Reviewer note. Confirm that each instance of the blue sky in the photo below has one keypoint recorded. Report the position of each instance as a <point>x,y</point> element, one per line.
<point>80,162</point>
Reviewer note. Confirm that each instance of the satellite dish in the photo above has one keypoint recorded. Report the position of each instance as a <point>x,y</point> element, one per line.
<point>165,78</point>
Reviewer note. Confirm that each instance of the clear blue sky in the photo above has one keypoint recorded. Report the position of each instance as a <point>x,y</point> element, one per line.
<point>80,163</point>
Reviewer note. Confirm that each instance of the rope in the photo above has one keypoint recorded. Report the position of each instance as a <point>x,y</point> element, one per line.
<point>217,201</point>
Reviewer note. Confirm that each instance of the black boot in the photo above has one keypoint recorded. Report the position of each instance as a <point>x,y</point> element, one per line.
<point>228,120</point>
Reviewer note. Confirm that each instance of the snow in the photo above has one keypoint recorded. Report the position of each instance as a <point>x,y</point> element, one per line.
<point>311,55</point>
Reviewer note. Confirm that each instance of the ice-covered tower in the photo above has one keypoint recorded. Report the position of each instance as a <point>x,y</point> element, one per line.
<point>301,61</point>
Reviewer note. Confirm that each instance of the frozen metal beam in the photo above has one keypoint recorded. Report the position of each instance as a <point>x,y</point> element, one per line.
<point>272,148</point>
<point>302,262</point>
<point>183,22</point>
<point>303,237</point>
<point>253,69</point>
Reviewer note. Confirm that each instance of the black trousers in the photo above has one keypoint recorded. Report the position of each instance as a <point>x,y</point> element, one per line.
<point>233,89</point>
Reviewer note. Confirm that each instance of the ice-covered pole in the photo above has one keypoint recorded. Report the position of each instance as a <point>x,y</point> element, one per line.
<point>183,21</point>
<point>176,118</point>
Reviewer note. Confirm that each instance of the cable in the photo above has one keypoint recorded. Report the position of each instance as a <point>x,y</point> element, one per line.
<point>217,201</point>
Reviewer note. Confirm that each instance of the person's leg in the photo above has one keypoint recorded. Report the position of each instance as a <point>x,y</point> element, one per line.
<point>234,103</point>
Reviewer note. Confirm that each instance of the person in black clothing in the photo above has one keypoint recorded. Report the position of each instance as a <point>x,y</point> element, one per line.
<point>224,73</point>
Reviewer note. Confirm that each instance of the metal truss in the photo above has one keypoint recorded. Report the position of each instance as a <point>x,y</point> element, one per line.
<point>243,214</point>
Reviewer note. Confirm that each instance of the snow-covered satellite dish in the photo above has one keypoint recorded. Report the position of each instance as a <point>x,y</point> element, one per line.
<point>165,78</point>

——————

## WHAT IS EXPECTED
Give the listing again, word for word.

## RESULT FOR THIS EXERCISE
Reviewer note. Confirm that each instance of the blue sky in the photo below has one keypoint recorded. Report the position of each instance as a <point>x,y</point> element, one per line.
<point>80,162</point>
Reviewer note. Confirm that each instance of the satellite dish in the photo above has one keypoint recorded. Report the position of each instance as a <point>x,y</point> element, one per line.
<point>165,78</point>
Reviewer note. Confirm that each instance of the clear blue sky in the photo above has one keypoint recorded. Report the position of each instance as a <point>x,y</point> element, one per line.
<point>80,163</point>
Reviewer note. Confirm that each instance of the rope in the photo above has one keypoint recorded. Report the position of each instance as a <point>x,y</point> element, one per line.
<point>217,201</point>
Reviewer note. Confirm that each instance of the black boot in the photo above has one keypoint recorded. Report the position of each instance as a <point>x,y</point> element, one per line.
<point>228,120</point>
Reviewer note. Confirm that each instance of the snow in the photo above has one keypoint recorded. Report the position of each instance as a <point>x,y</point> element, one per line.
<point>311,55</point>
Reviewer note. Confirm that each instance of the ice-covered tower in the photo above has one keypoint recorded. Report the position of each instance as a <point>x,y</point> element, one per line.
<point>301,61</point>
Reviewer note. Confirm that each instance of the frozen metal beam in the photo above has one keypoint recorded. Report the position of each instance as a <point>x,y</point> element, one per line.
<point>272,148</point>
<point>302,262</point>
<point>183,22</point>
<point>303,237</point>
<point>253,69</point>
Reviewer note. Confirm that each instance of the black trousers in the photo above has one keypoint recorded. Report the position of each instance as a <point>x,y</point> element, one per line.
<point>233,89</point>
Reviewer note. Confirm that each instance of the ice-covered pole in the photo above has one keypoint recorded. Report the position of each instance as a <point>x,y</point> element, one per line.
<point>183,21</point>
<point>176,118</point>
Reviewer note. Confirm that each instance of the cable in the photo above has one keypoint recorded. Report the position of each instance as a <point>x,y</point> element, one per line.
<point>217,201</point>
Reviewer note. Confirm that each instance of the person's leg in the photo above has one keypoint recorded. Report the position of each instance as a <point>x,y</point> element, one per line.
<point>234,103</point>
Reviewer note. Confirm that each instance of the person in black clothing in the photo above has one keypoint recorded. Report the position of each instance as a <point>x,y</point> element, one per line.
<point>224,73</point>
Reviewer note. Confirm that each instance of the metal truss in the photo above has one keypoint recorded. Report the position of each instance as a <point>x,y</point> element, one per line.
<point>243,214</point>
Reviewer note. Confirm that each instance of the snow-covered satellite dish in the photo above has one keypoint recorded. Report the position of each instance as a <point>x,y</point> element, one per line.
<point>165,78</point>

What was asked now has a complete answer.